▸ **ARTICLE**:
·····
Guide to Mortgage Renewal in Ontario

At the end of your mortgage term, you’ll need to either pay off your mortgage in full or renew your mortgage by agreeing to a new contract for an additional term.

If you still owe money on your Ontario mortgage at the end of your term, renewal is a chance to reassess your mortgage and consider what changes you may need. When you renew your mortgage, you may want to renegotiate interest rates, terms and your payment schedule.

What is a mortgage renewal in Ontario?

When you took out your mortgage, you agreed to an amortization period, or the time required to completely pay back the mortgage. You also agreed to a specific term, which is typically five years but may be more or less. For example, if you took out a five-year mortgage in July 2020, your term will end in July 2025. 

As you approach the end of your mortgage term, you’ll need to either pay off the balance in full or sign a new mortgage contract. Agreeing to that new contract is called a mortgage renewal.

Renewing vs. refinancing

Renewing a mortgage in Ontario is similar to refinancing, but there are important differences between the two processes: 

  • Mortgage renewal: A mortgage renewal happens at a set time (at the end of a term) and involves working with a lender to extend the mortgage agreement. 
  • Refinancing: Refinancing can happen at any point during the term, and involves breaking the mortgage agreement to pursue better options, such as a lower interest rate. However, refinancing can come with additional fees, prepayment penalties and the need to requalify for a mortgage.

Beginning the mortgage renewal process in Ontario

Your current lender will send you a renewal offer, also known as a renewal statement, as you near the end of your mortgage. You might end up accepting an offer from your current lender, but shopping around before you do can lead to more competitive options. 

What you’ll find in a mortgage renewal statement

In Ontario, as in all of Canada, mortgage providers are required to send you a renewal statement at least 21 days before your mortgage term is set to expire. A renewal statement must include:

  • The remaining principal.
  • The interest rate offered to you, which won’t change until the renewal date.
  • The payment frequency.
  • The term of the new agreement.
  • Any charges or fees.

The statement must also note whether your mortgage will renew automatically if you don’t take any action. While this may seem convenient, you likely won’t get the most competitive interest rate and terms by allowing your mortgage to renew automatically.

See today’s best renewal rates

Browse rates from Canada’s top lenders and brokerages.

Ask these questions before renewing your Ontario mortgage

The best time to consider what kind of mortgage is the best fit for your needs and overall financial goals is at renewal. 

Start by considering your current lender and the offer they sent. Ask yourself:

  • Is this the best rate you can get? The only way to know the lowest rate available to you is to get offers from a few other lenders. If you like your current lender but want a lower rate (and who doesn’t!), look for another lender who offers you something better; show it to your current lender, and they may improve their original offer. If the idea of negotiating stresses you out, or if you just can’t afford the time needed to DIY, call a mortgage broker, who will make the process much easier. 
  • Will a fixed or variable mortgage rate better serve your needs? Some people prefer to go with the certainty of fixed regular payments over the possible savings that could result from choosing a variable mortgage rate.
  • Do you want to change your payment schedule? For example, you may want to switch from monthly to bi-weekly payments.
  • Do you want to increase your mortgage to access more equity? Some homeowners use their equity to finance big projects like home renovations.
  • Are you happy with the customer service offered by your lender? If not, take note of some things you wish they’d do better.
·····
▸ **RAW RECORDS**:
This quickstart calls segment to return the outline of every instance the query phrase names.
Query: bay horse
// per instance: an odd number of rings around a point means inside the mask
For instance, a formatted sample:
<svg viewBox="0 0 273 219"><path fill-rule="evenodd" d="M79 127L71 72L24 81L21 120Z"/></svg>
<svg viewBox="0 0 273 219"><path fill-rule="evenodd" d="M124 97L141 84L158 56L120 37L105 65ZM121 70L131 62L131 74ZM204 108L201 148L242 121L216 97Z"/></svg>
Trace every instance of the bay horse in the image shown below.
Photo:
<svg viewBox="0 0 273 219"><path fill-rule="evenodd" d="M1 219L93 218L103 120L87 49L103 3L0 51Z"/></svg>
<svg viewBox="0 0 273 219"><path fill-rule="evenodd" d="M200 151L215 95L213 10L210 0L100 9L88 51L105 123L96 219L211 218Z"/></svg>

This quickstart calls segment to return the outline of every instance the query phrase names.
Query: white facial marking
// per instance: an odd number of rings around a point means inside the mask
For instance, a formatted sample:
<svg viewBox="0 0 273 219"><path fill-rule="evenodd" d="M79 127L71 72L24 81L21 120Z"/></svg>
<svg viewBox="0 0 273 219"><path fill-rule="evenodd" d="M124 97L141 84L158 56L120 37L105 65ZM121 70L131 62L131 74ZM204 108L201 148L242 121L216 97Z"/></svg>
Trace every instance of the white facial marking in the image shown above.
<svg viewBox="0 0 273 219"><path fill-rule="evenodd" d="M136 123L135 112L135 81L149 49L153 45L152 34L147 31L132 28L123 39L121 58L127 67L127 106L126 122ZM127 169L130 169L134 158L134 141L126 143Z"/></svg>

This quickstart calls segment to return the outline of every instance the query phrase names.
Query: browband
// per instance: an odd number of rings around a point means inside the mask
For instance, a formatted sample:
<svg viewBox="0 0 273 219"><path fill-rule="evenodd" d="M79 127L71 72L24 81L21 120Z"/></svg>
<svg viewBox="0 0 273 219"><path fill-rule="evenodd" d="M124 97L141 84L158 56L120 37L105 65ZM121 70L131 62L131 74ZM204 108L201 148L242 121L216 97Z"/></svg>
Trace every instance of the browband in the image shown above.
·····
Answer these questions from the mortgage renewal guide above:
1. What length does the guide give for a typical mortgage term?
2. What drawbacks can refinancing come with?
3. How far ahead of a term's expiry must mortgage providers send a renewal statement?

▸ **EXERCISE OUTPUT**:
1. Five years, although a term may be more or less.
2. Additional fees, prepayment penalties and the need to requalify for a mortgage.
3. At least 21 days before the mortgage term is set to expire.